What you have to do:
Once the line containing "Query: green moss on rock" is found in the records below, return it and each following line exactly, up to and including the line containing "Query: lichen-covered rock", and nothing else.

Exercise inputs:
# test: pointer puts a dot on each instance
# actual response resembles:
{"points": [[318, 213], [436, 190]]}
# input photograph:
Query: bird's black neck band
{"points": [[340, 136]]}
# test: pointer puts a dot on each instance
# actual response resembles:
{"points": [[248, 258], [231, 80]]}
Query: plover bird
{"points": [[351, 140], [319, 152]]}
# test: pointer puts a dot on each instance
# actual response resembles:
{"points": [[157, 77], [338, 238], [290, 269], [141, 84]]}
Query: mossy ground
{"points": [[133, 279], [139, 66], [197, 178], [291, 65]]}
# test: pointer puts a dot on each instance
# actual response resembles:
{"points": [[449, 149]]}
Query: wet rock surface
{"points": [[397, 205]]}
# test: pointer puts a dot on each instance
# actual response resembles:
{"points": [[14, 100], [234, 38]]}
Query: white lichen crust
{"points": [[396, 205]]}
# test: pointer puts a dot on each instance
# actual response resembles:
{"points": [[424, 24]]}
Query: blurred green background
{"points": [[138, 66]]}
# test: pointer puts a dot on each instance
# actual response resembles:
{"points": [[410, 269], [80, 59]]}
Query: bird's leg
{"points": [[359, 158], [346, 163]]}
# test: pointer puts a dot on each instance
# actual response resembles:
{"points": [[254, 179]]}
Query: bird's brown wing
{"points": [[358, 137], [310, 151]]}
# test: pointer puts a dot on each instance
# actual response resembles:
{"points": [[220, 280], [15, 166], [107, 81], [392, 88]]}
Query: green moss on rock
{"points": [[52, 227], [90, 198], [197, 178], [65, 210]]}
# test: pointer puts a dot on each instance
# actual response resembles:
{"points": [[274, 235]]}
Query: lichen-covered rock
...
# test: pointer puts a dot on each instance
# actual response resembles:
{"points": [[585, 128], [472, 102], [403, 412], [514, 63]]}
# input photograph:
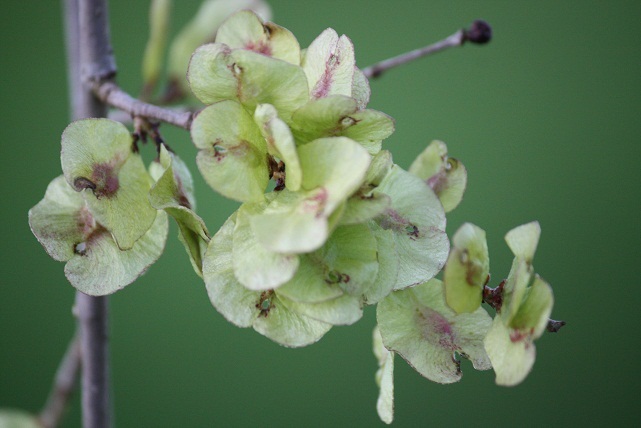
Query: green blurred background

Task output:
Query: green moss on rock
{"points": [[52, 227], [90, 198], [197, 178], [65, 210]]}
# test: pointer puts a dot on each instance
# actual response resembles:
{"points": [[274, 235]]}
Query: lichen-covered rock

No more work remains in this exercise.